좌표 라벨링 데이터 →
━━━━━━━━━━

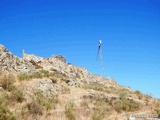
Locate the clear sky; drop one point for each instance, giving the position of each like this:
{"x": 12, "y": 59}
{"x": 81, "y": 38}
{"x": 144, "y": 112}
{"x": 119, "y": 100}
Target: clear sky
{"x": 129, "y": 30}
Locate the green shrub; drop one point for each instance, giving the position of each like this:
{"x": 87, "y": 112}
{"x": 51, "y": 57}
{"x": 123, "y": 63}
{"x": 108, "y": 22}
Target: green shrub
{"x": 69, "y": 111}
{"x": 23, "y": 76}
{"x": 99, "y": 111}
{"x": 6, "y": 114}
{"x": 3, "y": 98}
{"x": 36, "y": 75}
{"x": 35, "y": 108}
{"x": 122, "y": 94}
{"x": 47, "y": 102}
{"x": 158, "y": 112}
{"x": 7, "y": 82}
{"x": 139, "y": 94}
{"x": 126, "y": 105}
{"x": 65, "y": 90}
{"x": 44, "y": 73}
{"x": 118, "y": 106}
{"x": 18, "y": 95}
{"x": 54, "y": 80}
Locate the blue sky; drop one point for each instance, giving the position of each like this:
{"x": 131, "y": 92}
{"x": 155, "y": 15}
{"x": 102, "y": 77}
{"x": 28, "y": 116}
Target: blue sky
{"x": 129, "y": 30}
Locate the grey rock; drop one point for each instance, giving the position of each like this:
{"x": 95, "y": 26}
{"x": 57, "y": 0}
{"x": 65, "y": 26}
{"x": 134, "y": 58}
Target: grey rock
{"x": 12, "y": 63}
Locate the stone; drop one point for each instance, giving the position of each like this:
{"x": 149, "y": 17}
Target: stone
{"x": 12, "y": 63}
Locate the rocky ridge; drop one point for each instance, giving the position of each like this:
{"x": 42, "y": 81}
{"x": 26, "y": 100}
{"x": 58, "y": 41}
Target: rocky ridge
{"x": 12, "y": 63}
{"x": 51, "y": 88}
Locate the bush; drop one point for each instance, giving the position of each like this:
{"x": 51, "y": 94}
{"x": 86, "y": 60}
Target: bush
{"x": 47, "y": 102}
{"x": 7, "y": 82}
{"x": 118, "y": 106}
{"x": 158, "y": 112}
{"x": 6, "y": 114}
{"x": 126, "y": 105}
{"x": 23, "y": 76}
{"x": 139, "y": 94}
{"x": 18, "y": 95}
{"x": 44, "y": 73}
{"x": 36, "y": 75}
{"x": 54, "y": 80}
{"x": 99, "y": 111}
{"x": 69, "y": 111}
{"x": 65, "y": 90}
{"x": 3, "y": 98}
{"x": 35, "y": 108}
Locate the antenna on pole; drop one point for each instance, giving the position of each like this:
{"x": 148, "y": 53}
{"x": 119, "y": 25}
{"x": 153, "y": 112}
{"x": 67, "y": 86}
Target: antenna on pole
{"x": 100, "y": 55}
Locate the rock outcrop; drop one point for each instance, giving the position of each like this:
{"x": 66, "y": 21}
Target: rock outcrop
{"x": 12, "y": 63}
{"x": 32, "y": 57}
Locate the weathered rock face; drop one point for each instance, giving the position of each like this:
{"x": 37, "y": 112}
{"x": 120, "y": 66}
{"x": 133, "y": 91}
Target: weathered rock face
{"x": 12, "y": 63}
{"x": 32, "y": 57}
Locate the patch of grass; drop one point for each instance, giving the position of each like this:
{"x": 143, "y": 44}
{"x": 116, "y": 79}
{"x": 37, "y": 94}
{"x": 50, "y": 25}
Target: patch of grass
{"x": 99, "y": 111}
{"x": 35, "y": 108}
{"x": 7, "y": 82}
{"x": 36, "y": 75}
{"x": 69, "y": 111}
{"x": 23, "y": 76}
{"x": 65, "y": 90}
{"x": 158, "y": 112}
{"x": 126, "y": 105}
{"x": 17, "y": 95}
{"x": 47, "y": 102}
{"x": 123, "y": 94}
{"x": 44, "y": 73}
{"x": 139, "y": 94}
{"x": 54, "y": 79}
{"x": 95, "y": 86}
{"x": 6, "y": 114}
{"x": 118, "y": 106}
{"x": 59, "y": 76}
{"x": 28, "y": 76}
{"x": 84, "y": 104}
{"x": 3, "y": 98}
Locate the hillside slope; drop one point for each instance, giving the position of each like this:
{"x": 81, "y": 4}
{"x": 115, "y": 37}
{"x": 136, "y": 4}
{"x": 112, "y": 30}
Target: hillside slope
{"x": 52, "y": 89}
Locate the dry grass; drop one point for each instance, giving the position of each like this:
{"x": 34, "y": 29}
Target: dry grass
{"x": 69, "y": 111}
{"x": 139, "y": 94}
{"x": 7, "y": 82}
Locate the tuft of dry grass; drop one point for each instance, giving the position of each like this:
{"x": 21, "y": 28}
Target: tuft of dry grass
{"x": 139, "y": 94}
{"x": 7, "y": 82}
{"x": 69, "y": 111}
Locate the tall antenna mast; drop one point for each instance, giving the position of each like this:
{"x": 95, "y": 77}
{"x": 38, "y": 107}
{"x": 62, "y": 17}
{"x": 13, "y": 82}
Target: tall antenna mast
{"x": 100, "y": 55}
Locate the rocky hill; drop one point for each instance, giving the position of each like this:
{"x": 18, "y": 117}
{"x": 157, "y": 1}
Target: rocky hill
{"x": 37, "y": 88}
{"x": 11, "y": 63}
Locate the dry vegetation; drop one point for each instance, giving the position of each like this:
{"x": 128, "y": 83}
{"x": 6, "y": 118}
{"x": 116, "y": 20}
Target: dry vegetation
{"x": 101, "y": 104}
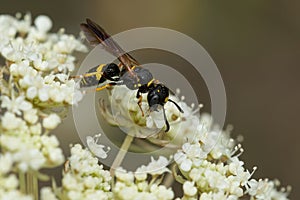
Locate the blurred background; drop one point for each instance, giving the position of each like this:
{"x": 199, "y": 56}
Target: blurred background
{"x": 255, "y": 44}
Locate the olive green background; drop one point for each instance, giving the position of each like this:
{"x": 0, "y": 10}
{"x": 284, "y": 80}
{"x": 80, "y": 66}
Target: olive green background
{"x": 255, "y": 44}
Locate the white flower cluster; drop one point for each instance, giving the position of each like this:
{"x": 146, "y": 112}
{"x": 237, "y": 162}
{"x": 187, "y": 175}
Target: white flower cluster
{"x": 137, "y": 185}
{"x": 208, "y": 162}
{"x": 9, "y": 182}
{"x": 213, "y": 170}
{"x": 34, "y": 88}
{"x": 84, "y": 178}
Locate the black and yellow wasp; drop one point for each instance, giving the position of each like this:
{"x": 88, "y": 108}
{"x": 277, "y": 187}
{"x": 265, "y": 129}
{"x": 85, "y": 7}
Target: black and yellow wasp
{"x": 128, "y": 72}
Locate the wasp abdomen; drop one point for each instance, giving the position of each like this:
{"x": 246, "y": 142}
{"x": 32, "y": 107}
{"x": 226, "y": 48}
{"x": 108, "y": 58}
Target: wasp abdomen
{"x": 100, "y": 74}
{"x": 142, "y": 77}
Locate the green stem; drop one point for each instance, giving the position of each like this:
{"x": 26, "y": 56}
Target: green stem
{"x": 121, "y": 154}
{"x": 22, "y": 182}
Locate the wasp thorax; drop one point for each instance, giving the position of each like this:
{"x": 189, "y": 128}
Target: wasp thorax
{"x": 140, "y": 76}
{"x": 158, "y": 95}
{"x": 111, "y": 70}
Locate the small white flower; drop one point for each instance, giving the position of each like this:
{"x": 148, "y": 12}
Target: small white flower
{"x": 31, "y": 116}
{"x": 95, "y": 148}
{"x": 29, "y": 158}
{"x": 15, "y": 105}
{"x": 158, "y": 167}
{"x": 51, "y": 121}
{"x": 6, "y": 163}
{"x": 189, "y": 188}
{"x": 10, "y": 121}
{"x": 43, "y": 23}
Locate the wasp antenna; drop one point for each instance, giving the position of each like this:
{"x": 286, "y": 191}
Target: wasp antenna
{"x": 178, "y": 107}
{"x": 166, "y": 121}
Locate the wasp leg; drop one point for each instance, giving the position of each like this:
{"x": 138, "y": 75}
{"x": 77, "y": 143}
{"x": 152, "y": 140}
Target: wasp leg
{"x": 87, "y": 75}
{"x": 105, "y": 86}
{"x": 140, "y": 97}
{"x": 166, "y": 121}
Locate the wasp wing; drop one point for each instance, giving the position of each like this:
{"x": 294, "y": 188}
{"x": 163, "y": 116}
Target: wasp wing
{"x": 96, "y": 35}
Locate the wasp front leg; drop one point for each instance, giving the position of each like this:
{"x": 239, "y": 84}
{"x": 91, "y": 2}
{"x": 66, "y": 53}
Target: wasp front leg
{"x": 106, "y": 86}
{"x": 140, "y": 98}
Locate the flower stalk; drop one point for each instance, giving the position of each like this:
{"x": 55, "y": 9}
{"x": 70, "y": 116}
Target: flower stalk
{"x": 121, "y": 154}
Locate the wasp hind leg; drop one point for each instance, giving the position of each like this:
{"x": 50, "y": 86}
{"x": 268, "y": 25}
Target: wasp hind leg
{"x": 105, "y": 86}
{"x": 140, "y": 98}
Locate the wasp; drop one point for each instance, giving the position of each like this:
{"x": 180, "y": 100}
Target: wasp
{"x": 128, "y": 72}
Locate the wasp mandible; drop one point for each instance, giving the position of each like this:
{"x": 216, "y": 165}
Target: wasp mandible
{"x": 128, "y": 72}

━━━━━━━━━━

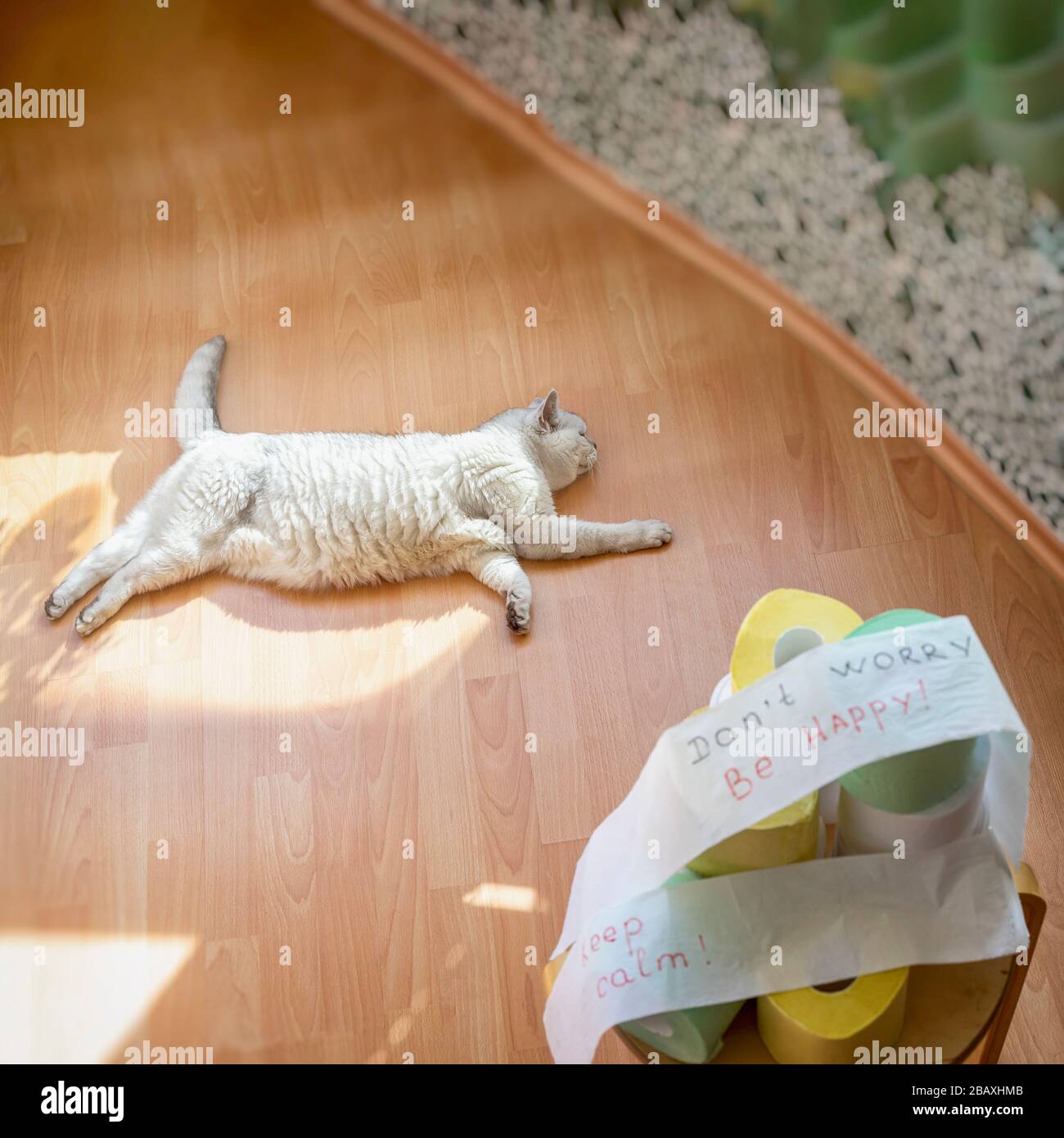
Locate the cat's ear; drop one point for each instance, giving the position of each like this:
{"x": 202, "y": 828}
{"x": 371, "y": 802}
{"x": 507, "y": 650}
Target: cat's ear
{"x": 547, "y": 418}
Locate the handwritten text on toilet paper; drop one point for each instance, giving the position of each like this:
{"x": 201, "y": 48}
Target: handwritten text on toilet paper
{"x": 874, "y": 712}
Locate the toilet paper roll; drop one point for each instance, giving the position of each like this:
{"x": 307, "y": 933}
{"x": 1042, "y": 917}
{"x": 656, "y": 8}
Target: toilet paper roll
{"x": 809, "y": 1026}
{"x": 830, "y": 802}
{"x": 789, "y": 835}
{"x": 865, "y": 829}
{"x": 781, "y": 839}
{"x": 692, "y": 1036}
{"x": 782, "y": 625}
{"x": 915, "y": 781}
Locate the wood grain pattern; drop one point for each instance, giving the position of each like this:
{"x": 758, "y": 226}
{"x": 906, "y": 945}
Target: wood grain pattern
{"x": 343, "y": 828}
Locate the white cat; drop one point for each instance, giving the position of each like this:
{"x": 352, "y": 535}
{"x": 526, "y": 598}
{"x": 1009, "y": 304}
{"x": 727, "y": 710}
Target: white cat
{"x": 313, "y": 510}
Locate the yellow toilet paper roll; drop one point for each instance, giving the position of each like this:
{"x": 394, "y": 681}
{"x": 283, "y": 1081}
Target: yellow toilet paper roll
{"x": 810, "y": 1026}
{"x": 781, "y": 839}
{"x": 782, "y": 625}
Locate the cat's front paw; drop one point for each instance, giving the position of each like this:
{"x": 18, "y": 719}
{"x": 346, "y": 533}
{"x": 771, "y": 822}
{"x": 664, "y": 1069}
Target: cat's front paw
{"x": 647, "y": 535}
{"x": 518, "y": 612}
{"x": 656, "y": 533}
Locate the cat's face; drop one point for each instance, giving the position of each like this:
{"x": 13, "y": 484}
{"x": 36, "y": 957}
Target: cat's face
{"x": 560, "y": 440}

━━━━━━━━━━

위의 좌표 라벨링 데이터에서 문자열 "grey"를 포함하는 행을 모두 찾아 그대로 옮겨 적으세요. 대소문자는 구분합니다.

Locate the grey rock; drop one point for each instance, giving the position of each like this:
Target: grey rock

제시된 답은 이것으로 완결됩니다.